**Provided data**.
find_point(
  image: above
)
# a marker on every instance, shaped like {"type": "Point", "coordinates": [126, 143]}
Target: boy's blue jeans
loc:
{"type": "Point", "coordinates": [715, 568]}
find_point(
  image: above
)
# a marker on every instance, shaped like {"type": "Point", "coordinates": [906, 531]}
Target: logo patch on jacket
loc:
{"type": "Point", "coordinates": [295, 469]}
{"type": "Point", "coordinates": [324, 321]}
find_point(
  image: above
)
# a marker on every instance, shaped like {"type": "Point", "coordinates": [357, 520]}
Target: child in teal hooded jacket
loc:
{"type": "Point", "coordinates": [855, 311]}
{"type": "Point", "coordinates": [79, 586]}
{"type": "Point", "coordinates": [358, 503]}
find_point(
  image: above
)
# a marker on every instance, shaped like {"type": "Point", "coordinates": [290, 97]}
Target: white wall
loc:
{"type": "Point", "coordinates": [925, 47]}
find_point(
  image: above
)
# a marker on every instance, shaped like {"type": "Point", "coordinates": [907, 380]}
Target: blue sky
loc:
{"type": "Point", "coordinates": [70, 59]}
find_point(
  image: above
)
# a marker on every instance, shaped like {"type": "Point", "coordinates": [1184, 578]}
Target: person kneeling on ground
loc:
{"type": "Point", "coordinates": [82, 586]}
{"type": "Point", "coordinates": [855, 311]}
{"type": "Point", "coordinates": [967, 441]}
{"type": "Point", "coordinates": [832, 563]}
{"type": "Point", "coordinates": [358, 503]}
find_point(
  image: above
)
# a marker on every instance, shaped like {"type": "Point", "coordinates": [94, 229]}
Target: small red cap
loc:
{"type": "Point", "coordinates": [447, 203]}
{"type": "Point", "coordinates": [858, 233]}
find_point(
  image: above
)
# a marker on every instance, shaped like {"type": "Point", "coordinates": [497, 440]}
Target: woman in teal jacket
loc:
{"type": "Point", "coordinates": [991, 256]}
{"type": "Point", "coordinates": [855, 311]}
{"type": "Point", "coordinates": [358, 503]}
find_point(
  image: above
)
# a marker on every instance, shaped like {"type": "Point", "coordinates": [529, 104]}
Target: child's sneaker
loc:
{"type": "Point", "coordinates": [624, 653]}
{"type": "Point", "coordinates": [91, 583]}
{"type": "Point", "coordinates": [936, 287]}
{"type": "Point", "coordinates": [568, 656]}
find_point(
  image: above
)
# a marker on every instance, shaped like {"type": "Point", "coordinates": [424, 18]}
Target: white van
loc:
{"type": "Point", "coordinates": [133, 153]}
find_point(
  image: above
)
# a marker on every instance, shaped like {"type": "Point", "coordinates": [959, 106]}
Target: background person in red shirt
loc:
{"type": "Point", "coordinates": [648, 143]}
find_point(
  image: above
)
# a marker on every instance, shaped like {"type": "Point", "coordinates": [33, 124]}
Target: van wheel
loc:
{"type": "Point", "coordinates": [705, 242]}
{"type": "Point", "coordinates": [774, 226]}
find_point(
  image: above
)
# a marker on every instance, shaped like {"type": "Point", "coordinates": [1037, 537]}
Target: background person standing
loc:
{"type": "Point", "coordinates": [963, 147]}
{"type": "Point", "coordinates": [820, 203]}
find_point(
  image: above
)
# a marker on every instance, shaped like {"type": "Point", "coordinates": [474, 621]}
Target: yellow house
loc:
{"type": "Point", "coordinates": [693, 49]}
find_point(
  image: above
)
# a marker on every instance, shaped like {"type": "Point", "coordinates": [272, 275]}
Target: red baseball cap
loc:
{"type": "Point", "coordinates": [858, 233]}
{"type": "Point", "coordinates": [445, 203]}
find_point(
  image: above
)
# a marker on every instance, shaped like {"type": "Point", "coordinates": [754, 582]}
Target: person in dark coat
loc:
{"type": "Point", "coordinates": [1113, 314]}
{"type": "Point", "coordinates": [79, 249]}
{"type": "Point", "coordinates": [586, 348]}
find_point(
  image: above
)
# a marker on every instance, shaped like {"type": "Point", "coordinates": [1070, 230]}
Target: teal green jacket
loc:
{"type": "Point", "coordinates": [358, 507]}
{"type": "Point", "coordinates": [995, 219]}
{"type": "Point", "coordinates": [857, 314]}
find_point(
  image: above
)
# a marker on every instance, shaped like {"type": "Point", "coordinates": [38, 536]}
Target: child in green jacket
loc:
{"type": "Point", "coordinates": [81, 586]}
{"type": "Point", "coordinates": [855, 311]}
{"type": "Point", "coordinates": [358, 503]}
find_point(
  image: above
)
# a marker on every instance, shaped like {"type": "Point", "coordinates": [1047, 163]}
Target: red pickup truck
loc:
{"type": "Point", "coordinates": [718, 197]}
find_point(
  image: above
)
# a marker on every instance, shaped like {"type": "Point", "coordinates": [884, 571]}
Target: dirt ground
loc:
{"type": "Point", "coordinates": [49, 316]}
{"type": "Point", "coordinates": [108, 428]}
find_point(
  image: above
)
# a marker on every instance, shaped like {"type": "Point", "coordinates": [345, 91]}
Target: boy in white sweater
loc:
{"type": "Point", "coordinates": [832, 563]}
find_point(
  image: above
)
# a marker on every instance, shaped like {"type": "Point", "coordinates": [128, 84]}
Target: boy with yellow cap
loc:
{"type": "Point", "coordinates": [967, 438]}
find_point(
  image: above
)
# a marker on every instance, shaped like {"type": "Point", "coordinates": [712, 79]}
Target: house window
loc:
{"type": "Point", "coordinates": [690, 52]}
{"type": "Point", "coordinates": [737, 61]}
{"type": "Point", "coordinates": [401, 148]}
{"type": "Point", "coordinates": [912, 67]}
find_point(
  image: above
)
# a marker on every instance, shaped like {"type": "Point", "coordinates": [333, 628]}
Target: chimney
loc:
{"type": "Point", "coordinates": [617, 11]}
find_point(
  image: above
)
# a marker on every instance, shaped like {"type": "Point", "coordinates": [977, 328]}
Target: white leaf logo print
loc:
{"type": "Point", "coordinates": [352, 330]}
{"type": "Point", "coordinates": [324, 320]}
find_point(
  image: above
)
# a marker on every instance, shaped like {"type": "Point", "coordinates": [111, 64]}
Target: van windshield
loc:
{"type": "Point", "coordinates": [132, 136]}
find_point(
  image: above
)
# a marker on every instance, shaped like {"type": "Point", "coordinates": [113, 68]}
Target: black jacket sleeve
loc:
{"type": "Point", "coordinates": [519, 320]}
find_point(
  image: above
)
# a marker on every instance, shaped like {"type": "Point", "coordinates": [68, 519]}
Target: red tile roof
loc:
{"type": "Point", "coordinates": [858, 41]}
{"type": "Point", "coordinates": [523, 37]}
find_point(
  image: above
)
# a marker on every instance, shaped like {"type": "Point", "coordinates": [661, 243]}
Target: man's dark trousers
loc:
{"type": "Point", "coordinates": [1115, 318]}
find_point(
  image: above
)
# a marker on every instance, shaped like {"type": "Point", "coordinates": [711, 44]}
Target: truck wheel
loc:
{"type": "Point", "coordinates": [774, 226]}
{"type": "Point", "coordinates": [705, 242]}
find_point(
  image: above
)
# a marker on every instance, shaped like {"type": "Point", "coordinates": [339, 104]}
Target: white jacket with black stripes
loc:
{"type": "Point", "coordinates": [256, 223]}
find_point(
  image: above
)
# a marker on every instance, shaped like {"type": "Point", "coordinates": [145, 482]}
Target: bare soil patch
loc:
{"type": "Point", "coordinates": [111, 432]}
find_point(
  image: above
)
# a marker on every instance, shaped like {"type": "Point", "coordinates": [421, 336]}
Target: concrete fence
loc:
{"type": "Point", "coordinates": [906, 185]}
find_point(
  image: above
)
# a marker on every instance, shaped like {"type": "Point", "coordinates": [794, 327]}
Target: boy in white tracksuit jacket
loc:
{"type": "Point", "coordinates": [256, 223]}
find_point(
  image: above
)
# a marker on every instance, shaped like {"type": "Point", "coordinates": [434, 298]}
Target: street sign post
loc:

**Task**. How many lines in the items above contain the string "background", matching its case exactly? Reply with the number alone.

**Exercise result**. 2